### What you have to do
Output everything in the listing exactly.
--
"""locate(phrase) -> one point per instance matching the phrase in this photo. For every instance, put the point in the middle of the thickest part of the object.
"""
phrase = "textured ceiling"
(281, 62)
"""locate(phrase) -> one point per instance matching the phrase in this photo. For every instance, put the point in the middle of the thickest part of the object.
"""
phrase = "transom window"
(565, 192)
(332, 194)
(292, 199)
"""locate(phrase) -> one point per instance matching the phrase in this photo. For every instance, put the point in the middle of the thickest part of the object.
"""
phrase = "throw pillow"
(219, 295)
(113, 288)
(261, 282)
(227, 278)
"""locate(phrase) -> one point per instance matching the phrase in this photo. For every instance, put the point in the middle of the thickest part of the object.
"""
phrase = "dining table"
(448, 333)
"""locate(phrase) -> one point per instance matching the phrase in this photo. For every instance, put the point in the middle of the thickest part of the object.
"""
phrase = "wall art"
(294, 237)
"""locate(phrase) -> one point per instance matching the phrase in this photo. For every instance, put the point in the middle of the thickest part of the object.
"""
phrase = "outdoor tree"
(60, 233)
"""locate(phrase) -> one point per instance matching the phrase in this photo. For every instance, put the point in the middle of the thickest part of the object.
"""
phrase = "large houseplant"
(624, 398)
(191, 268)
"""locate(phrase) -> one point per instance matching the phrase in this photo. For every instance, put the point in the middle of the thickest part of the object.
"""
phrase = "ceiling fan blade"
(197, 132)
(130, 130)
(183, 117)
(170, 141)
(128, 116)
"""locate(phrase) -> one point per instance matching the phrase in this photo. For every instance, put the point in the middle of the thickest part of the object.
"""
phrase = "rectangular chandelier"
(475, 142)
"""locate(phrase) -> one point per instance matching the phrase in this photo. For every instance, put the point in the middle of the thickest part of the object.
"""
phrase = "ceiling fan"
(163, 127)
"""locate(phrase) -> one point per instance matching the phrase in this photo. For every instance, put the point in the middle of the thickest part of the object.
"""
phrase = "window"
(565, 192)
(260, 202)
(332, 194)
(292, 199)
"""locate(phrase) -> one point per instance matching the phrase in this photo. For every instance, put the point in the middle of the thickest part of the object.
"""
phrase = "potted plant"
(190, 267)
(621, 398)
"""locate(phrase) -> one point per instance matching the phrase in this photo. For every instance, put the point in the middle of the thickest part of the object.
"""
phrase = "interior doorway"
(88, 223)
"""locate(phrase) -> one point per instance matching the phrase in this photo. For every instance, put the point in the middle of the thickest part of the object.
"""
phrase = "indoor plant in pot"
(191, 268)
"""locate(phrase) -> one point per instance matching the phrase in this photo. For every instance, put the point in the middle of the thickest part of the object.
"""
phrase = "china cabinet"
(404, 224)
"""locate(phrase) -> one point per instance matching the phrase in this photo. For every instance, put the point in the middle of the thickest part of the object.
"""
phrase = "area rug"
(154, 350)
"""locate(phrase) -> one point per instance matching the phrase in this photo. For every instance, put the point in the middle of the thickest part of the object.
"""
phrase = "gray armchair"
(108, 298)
--
### Answer section
"""locate(phrase) -> one point per instance matching the phrase in this photo. For every instance, put the point in the middle of the thickest part of the object.
"""
phrase = "textured ceiling"
(281, 62)
"""locate(phrase) -> one point per instance matching the phrase in this photo. For every instance, put the point in the middle of the thickest part of the object.
"""
phrase = "transom window"
(565, 192)
(332, 194)
(292, 199)
"""locate(phrase) -> one point per instance matching the phrase in this photo. For every instance, put the point in the middle of the thickest part of the object.
"""
phrase = "throw pillow"
(219, 295)
(113, 288)
(261, 282)
(227, 278)
"""locate(phrase) -> one point per instance matching the phrase in this photo. For every instance, put the point in the middle of the thickest part of the object.
"""
phrase = "dining table"
(448, 333)
"""locate(phrase) -> one point per instance matching the phrase in this photo. For every instance, put the point in the middle of the thickest part of the object.
"""
phrase = "wall art"
(294, 237)
"""locate(phrase) -> one point per instance matching the phrase in this photo. For every instance, put the point in the middle of the thickest part of the object.
"""
phrase = "outdoor tree"
(60, 233)
"""locate(phrase) -> one point per instance matching the phrase in this photo. For every instance, put the point in the middle of the thickest part of the object.
"""
phrase = "large houseplant"
(624, 398)
(191, 268)
"""locate(phrase) -> one point per instance matching the phrase in this photo. For every instance, put the point in the middle of the thickest part of the object.
"""
phrase = "ceiling fan blade"
(197, 132)
(130, 130)
(183, 117)
(170, 141)
(128, 116)
"""locate(phrase) -> one point per instance matching the phrase in this photo. For every instance, put the point in the middle of the thickest part of the object.
"""
phrase = "rectangular chandelier"
(475, 142)
"""locate(phrase) -> one point per instance matching the phrase in this photo. For every instance, put the point in the middle of the thickest part of the object.
"""
phrase = "ceiling fan"
(163, 127)
"""locate(phrase) -> one point per instance matching the phrase in this photo. For every instance, put the point in the middle of the thickest part of the object.
"""
phrase = "window"
(565, 192)
(260, 202)
(332, 194)
(292, 199)
"""locate(phrase) -> one point per instance matching the phrase in this photo. For every instance, put the point in the middle of the thickest part of the object.
"""
phrase = "potted plant"
(190, 267)
(621, 398)
"""locate(phrase) -> one point per instance matching the phrase in this photo. For every instance, put the point in the middle of the thickest part of the object.
"""
phrase = "interior doorway"
(88, 223)
"""locate(phrase) -> one point per instance matching the phrase in this photo. For every instance, put the point in the middle of the thickest part of the object.
"""
phrase = "indoor plant in pot"
(191, 268)
"""locate(phrase) -> one point per instance matching the phrase in this photo. For every instance, put the point in the middle of the thickest part of the object.
"""
phrase = "china cabinet"
(404, 224)
"""locate(phrase) -> one point per instance matching the phrase in this photo. For every instance, put the point in the middle of the thickest part of the object.
"""
phrase = "area rug"
(154, 350)
"""locate(phrase) -> one point per instance matching the phrase in this photo. For every instance, put the point in the middle of the thickest part of the object.
"""
phrase = "gray armchair"
(108, 298)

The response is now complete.